EXERCISE GOAL: Go over the entries below line by line, copying each one that contains the word "white".

[Stored data entries]
+ + + +

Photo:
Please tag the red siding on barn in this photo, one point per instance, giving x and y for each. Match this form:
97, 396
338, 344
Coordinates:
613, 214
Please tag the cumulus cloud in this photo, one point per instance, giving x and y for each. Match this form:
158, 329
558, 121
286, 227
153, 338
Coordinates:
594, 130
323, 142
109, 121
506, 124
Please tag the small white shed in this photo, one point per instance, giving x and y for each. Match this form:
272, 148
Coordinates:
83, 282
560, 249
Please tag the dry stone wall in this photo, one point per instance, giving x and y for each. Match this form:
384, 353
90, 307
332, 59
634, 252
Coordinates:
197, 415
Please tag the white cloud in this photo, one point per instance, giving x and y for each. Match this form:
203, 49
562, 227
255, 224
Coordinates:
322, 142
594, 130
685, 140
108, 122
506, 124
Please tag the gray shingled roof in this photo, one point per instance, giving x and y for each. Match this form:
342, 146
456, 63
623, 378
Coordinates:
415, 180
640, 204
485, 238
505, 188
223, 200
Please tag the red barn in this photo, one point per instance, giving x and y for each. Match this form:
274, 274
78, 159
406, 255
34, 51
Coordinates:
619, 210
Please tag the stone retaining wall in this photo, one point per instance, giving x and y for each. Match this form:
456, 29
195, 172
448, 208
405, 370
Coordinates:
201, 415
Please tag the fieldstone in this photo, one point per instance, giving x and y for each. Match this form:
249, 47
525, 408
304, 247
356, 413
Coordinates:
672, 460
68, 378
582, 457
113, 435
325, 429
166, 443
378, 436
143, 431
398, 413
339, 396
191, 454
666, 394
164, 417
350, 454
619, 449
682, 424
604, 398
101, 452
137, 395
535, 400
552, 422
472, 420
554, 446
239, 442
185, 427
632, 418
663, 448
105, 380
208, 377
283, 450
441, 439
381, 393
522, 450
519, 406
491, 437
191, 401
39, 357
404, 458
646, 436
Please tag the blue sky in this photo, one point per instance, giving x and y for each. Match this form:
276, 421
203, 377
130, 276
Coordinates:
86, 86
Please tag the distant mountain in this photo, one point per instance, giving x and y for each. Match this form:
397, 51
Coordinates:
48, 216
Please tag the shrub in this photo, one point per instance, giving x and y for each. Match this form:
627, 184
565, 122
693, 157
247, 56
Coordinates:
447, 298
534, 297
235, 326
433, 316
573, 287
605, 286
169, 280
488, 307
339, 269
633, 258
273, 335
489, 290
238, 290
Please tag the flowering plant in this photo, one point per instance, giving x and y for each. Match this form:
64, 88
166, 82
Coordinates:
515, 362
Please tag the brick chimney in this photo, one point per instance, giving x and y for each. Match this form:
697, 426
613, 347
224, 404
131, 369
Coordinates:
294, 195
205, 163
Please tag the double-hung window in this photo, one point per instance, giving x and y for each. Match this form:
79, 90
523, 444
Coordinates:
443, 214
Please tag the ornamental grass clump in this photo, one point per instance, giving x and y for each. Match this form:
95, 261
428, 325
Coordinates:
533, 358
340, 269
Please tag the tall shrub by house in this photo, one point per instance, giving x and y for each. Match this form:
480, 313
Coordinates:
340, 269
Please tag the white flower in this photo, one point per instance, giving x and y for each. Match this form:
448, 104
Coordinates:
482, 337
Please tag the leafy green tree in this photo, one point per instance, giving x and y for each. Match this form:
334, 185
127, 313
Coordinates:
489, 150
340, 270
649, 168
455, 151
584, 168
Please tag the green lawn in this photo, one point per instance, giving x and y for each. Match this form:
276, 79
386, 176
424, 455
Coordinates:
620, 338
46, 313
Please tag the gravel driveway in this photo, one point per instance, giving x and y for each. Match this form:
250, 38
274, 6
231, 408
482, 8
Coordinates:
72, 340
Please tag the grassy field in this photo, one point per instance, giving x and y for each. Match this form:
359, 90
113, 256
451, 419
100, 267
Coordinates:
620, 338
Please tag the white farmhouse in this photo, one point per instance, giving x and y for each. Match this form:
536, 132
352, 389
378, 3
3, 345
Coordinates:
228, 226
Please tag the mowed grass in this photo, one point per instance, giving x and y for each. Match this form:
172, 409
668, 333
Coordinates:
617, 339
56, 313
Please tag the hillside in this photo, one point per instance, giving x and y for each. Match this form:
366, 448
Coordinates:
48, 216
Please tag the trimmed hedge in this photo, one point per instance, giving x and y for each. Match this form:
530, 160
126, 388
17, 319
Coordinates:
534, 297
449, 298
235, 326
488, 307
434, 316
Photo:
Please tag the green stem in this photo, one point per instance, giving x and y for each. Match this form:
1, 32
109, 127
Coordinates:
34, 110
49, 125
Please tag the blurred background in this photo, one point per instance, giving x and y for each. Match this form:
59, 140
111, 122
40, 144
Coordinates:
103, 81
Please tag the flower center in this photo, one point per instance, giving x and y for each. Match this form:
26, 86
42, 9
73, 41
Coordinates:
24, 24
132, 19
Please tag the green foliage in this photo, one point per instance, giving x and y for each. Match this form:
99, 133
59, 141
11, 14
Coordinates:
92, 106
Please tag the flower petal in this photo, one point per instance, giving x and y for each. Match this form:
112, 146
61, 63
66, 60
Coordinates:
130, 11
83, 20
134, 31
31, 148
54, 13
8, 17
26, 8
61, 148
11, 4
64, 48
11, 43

+ + + +

OUTPUT FOR THIS EXERCISE:
Please tag the small white shed in this photo, one point per instance, giving x and y for each. Match this form:
Please tag the white cloud in this photo, one point per instance, giving x and y for each. Match this form:
Please tag the white flower in this photo, one point per instance, giving x and y for each. Match this form:
Please tag the white farmhouse in this photo, one point per instance, giving x and y for each. Match this form:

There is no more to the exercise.